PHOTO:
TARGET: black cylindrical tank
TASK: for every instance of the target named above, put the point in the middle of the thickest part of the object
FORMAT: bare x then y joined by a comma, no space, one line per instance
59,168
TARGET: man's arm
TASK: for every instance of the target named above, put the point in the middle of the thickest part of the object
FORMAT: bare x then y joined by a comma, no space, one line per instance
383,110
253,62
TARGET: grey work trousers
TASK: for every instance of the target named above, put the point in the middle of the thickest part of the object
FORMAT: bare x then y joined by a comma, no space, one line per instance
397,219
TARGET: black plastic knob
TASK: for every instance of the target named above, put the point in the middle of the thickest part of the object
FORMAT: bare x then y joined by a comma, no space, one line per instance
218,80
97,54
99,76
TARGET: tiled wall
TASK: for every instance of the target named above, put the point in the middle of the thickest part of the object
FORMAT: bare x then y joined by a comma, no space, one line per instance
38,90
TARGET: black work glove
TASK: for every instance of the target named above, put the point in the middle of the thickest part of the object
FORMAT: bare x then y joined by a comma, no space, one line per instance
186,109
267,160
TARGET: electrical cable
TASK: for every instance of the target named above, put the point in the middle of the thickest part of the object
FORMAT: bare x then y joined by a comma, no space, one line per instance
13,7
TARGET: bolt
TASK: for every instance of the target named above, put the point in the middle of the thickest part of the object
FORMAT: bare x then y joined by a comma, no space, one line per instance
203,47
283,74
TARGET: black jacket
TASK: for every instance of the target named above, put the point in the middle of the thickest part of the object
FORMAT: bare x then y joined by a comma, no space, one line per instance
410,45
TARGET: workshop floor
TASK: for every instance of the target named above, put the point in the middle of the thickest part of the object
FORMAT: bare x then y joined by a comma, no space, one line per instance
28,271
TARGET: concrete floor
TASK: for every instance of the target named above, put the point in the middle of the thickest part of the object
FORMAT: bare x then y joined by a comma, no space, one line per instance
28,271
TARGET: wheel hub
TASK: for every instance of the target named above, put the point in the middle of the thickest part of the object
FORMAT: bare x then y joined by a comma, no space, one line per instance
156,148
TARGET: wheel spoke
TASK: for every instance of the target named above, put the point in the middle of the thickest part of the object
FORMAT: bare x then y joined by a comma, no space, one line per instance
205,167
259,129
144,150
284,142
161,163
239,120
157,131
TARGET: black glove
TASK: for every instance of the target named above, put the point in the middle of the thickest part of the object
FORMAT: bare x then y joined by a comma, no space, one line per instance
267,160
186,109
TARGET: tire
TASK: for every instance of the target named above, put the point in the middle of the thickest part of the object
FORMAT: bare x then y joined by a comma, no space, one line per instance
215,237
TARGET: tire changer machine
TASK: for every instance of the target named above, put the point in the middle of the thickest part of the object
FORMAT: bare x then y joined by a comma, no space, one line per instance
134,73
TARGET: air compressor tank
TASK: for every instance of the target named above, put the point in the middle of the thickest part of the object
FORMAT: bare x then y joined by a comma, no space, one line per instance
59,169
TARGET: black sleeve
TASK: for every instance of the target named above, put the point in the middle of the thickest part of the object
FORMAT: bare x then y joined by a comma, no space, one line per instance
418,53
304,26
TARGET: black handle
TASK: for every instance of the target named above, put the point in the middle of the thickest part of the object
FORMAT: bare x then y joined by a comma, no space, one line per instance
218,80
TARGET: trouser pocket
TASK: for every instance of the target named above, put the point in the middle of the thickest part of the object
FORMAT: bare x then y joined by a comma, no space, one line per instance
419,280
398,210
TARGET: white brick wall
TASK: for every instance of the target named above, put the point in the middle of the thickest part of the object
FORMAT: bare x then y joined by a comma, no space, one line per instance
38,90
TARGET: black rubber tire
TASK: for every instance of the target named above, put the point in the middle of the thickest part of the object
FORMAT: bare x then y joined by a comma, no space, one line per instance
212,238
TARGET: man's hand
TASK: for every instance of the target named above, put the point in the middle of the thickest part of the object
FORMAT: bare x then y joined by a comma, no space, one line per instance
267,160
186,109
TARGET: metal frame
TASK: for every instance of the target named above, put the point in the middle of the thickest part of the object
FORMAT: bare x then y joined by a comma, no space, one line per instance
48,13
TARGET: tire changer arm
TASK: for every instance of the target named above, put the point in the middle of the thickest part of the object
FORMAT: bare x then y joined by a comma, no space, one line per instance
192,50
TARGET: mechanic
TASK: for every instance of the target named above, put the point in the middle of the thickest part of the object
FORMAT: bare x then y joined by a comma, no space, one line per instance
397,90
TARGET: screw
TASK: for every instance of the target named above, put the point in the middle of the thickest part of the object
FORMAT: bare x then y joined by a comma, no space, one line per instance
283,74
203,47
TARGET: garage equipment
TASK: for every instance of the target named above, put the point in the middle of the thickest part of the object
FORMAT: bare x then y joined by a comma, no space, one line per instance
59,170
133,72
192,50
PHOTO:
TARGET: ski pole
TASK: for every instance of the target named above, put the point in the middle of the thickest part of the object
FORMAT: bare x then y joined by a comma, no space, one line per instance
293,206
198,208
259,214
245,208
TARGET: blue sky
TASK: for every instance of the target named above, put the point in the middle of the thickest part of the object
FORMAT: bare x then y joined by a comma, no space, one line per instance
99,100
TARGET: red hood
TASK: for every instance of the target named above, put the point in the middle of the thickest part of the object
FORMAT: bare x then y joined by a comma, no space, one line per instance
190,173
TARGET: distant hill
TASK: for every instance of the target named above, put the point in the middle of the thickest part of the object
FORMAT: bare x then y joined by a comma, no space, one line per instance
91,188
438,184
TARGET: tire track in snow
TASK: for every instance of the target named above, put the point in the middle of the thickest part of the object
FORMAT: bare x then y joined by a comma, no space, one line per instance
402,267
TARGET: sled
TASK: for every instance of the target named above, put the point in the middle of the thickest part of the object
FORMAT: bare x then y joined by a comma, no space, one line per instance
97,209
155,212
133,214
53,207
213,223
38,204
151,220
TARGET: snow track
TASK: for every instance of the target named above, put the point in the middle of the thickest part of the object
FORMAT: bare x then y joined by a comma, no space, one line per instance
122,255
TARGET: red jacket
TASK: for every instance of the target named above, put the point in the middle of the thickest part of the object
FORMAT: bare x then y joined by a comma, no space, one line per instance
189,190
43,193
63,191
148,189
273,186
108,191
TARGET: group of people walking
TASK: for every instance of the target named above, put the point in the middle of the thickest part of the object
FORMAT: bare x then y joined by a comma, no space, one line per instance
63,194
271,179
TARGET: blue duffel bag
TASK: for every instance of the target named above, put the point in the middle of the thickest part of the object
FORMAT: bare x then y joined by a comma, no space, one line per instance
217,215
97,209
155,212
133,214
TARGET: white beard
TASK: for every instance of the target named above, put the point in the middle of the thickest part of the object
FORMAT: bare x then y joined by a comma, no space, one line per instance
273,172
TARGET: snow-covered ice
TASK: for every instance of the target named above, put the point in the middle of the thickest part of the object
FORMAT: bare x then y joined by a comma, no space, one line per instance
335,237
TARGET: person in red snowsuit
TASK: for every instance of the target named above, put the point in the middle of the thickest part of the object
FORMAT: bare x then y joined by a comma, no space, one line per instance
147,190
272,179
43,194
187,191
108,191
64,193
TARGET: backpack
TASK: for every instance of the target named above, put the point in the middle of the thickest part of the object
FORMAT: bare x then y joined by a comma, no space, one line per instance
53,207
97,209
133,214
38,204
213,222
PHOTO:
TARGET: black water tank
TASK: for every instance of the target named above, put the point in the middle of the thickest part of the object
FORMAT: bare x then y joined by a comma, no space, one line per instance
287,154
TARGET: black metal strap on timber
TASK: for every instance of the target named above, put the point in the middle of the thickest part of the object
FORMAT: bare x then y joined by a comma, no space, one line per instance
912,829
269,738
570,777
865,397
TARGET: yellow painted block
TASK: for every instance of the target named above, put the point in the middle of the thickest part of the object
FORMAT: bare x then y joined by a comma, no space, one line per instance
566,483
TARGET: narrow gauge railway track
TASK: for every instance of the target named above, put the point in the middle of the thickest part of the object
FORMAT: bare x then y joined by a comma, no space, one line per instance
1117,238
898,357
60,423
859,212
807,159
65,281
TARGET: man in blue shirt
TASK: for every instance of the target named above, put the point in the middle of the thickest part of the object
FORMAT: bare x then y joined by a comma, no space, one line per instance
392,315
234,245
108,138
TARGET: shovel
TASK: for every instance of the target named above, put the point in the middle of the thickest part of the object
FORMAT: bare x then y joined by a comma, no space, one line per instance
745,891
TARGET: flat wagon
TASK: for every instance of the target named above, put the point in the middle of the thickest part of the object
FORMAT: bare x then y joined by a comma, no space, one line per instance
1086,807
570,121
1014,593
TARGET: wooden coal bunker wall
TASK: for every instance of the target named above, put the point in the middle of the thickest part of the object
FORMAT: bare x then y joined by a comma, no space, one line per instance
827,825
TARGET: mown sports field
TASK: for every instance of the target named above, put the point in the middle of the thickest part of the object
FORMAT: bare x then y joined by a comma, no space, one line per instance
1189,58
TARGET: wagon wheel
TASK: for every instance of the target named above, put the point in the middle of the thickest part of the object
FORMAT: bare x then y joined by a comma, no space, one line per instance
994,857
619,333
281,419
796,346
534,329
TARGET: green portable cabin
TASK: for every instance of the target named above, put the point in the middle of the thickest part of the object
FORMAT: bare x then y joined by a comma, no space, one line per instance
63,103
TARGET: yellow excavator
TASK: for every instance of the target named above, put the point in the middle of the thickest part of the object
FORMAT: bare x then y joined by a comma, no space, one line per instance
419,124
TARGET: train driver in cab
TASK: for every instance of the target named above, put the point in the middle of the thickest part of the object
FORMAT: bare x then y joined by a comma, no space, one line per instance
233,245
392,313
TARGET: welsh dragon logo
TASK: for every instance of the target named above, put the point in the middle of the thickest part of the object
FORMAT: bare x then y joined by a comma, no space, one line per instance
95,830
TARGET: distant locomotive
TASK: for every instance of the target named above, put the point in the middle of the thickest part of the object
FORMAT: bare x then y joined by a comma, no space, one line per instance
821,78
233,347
◇ ◇ ◇ ◇ ◇
**DIRECTIVE:** Locate the line with "TARGET: mown sports field" in the entries above; extract it and every line after it, verbatim.

**TASK OUTPUT:**
TARGET: mown sports field
TASK: for every instance of the target named above, put the point in the middle of the thickest part of the object
FORMAT: bare x then y joined by a comma, no space, one line per instance
1189,58
TARGET: wagon wheel
TASK: for every instance of the target named above, put the point in the middle of the thickest part of the object
FORMAT: bare x then y joined by a comma, no space, one line per instance
994,857
619,333
281,419
796,346
534,329
TARGET: green portable cabin
TASK: for every instance of the target named above, put the point in the middle of the thickest part of the object
FORMAT: bare x then y joined by a comma, no space, one line per instance
63,103
TARGET: yellow excavator
TASK: for every instance of the target named above, put the point in the middle of the thickest part of the object
FORMAT: bare x then y joined by a comma, no space, one line per instance
419,124
TARGET: train driver in cab
TASK: for every instance of the target named above, put the point in the middle of the thickest part of the object
FORMAT: bare x then y joined by a comma, no space, one line per instance
233,245
392,313
TARGET: welsh dragon logo
TASK: for every instance of the target named above, put the point in the middle of the thickest part of the object
FORMAT: bare x then y joined by a comma, no space, one line per instance
95,830
TARGET: distant locomotive
TASK: for every instance of the target named above, put the point in the middle of the thickest part of the object
FORMAT: bare x then y joined by a comma, no space, one line per instance
821,78
233,347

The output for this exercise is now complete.